* **WORK REQUIRED**: Check every line of the entries for "below", and copy the lines that hold it.

* **PROVIDED DATA**:
------------------------------------

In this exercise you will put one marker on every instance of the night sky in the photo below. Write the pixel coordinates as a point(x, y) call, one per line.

------------------------------------

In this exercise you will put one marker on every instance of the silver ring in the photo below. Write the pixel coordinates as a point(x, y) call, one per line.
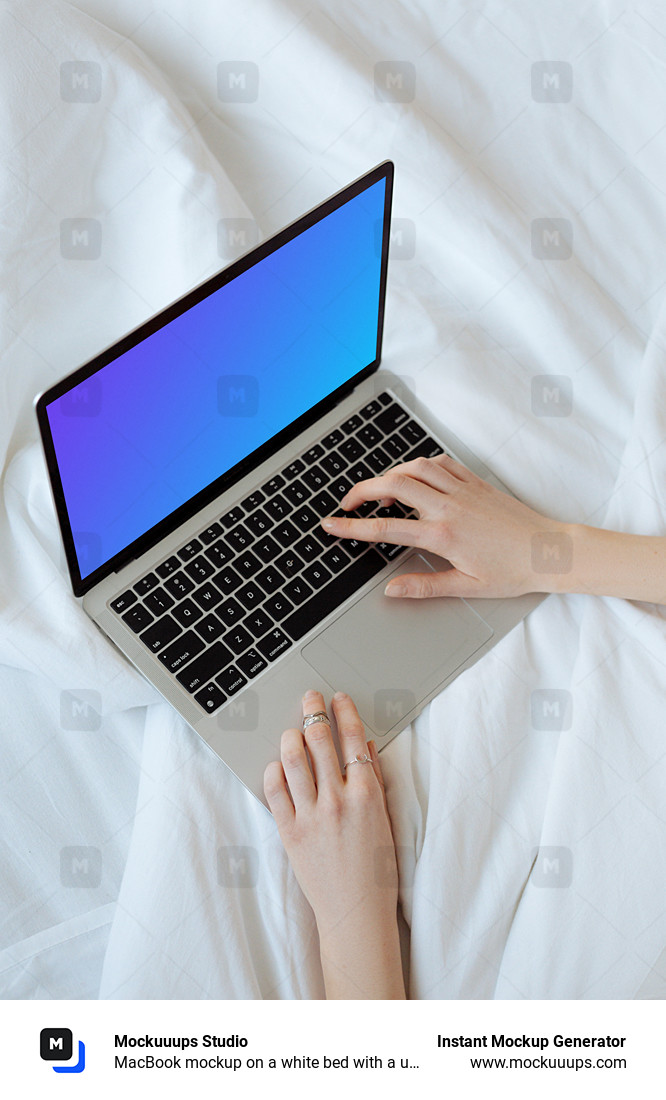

------------------------------------

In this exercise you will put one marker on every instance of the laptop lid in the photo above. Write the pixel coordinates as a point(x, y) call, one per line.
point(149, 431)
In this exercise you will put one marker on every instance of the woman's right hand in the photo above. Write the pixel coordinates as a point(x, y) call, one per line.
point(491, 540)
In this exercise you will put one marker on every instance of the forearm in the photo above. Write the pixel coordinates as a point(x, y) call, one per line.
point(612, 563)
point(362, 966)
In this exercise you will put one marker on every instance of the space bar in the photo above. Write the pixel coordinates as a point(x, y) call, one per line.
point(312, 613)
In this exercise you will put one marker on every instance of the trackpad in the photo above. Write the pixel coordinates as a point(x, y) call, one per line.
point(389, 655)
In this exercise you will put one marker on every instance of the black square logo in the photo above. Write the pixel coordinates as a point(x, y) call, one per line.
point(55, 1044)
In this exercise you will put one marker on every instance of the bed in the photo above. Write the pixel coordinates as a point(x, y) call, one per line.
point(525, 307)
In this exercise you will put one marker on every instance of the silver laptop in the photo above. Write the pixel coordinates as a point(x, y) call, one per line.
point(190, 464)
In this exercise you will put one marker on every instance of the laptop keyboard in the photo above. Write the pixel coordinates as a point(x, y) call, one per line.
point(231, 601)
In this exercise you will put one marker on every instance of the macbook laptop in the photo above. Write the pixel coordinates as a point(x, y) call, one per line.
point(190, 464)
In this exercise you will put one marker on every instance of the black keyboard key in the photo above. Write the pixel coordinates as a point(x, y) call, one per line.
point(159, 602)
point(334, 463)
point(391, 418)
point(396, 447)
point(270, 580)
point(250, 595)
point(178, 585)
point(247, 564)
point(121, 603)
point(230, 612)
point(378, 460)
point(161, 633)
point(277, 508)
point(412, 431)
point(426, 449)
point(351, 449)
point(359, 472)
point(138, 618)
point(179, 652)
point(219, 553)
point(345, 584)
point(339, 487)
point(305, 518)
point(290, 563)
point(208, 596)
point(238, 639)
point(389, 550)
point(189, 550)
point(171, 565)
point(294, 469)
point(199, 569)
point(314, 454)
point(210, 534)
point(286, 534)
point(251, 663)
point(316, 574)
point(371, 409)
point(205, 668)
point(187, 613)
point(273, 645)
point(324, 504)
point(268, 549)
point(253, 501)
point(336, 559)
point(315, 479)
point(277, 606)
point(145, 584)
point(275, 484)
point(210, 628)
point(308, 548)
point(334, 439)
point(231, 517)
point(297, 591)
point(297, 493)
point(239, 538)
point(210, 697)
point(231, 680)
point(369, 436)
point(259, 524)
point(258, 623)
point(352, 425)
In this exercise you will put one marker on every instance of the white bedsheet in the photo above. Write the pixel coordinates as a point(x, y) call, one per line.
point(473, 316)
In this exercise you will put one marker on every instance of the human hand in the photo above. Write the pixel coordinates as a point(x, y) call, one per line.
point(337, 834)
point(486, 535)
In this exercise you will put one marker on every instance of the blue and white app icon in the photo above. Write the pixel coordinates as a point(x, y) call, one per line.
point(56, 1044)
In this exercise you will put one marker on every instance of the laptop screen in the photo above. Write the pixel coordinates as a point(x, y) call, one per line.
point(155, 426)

------------------------------------

* **SOLUTION TO THE PROBLEM**:
In this exercise you will put one marker on every instance of the night sky in the photo below. Write the pixel coordinates as a point(x, y) call, one per line.
In this exercise you will put one marker on every instance of the silver ring in the photo below. Write the pixel coordinates as a point(x, y) call, one per line.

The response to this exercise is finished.